→ **引用文**
◆ ◆ ◆ ◆ ◆ ◆ ◆
母は広島がピンチになると、テレビのチャンネルを変えるよう不愉快そうに言ってきた。
母のみならず、母の家系はみな広島ファンだった。
祖母は数年前に亡くなったが、90歳を過ぎて尚、新聞片手に近年の広島の不甲斐なさを憂えていた。
そんななので、打った後に走る方向すら分からない女性には、相応にげんなりした。
あ、広島って、広島東洋カープのこと。
1980年代
広島戦は、対戦相手が巨人のときだけテレビで見られる。
その事実を知ったのは、小学校高学年の頃だった。
そういえば、いつもテレビで見る相手は巨人だよな、ということに気づいた。
たまにやるテレビ中継は大いに食い入った。
広島が苦境を打破すると、無意識に歓声を上げていた。
それが隣近所まで聞こえていたことを、
広島が苦境を打破できなかった時に起こる、俺んちに聞かせることを目的とした隣のうちの拍手喝采によって知った。
◆ ◆ ◆ ◆ ◆ ◆ ◆
→ **提供データ**
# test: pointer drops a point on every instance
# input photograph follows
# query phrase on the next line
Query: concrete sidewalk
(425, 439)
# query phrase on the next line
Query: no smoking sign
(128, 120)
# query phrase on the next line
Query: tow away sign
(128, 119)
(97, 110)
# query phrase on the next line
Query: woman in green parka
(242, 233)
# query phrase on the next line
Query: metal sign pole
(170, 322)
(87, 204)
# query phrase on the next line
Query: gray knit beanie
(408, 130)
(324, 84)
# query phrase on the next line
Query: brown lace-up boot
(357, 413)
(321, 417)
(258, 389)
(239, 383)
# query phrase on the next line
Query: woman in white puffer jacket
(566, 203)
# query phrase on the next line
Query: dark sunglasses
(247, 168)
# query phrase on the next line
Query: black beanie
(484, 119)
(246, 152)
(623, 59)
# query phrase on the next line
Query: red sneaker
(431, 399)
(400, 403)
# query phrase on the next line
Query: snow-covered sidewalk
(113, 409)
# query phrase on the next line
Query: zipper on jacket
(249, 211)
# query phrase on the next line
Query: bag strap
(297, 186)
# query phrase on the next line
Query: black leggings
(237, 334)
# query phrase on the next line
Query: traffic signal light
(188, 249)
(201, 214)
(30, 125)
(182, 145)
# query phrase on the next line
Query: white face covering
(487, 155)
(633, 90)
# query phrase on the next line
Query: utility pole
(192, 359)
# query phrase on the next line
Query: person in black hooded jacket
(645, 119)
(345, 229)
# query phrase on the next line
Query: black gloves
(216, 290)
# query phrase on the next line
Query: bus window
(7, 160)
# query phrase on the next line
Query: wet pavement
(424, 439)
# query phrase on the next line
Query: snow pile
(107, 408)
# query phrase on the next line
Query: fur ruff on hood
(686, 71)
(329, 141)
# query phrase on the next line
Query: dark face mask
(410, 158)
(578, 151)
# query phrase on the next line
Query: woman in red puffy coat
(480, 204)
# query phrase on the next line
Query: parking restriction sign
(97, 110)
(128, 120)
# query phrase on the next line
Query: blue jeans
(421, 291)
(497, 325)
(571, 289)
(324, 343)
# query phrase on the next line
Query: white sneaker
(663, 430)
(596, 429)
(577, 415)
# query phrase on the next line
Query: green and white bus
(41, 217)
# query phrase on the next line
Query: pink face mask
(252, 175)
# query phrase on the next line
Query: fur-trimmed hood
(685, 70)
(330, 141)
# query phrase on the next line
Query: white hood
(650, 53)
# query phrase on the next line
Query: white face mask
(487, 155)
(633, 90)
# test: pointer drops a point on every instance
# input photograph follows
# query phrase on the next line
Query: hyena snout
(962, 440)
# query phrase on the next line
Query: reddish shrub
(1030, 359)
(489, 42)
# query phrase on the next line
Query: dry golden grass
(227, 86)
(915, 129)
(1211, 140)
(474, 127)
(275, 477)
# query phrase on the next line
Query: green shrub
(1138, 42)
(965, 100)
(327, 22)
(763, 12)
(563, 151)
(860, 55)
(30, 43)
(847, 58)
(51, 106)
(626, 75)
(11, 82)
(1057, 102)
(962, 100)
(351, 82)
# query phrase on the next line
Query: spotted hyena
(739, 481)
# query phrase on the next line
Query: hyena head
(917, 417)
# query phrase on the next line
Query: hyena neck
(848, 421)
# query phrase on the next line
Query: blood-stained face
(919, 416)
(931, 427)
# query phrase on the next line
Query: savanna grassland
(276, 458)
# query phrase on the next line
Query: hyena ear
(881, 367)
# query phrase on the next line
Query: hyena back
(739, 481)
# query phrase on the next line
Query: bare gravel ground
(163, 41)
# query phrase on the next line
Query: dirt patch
◆ ◆ ◆ ◆ ◆ ◆ ◆
→ **作業一覧**
1. 記録を絞り込み、文字列「sidewalk」を含む行をすべて書き写すこと。
2. 広島カープを応援した思い出の文章について、最後の文のあとに続く部分を書いてください。

→ **解答**
1.
Query: concrete sidewalk
Query: snow-covered sidewalk

2.
あ、隣のうちは巨人ファンだ。
ちぇっ。
それに対抗する思いはまったくなかった。
が、広島が逆転するとまた無意識に大声を出してしまった。
それが隣近所まで聞こえたことを、
さらに逆転された時に起こる、より一層の拍手喝采によって知った。
隣のうちは、けっして広島戦以外でその拍手を起こさなかった。
いま思えばひょっとして、アンチ広島だったのかもしれない。
んなわけないか。
補足すると、うちの一族は広島ファンかつ、熱烈なアンチ巨人だった。
だから単に巨人が負けるのも、楽しいことだった。
そこに広島の勝利が絡んでくると、その心地よさは麻薬のようだった。
それくらい、当時の広島の試合はしびれ、そして日本のプロ野球も盛り上がっていた。
さらに補足すると、普段あまりものごとを言わない父は、
#酔っ払うとウダウダしゃべりだすんだけど。
近鉄ファンと公言しているけど、隠れ巨人ファンなんじゃないか、
という嫌疑が、試合中の些細なリアクションから掛けられていた。
「ばかなこというなよ」
いつでもそう答えたが、
巨人ファンであることは、我が家の中では、
もう人間として軽蔑するに値するレベルだったから、仮にもし巨人ファンだとしても、
そうであることは決してカミングアウトできなかったと思う。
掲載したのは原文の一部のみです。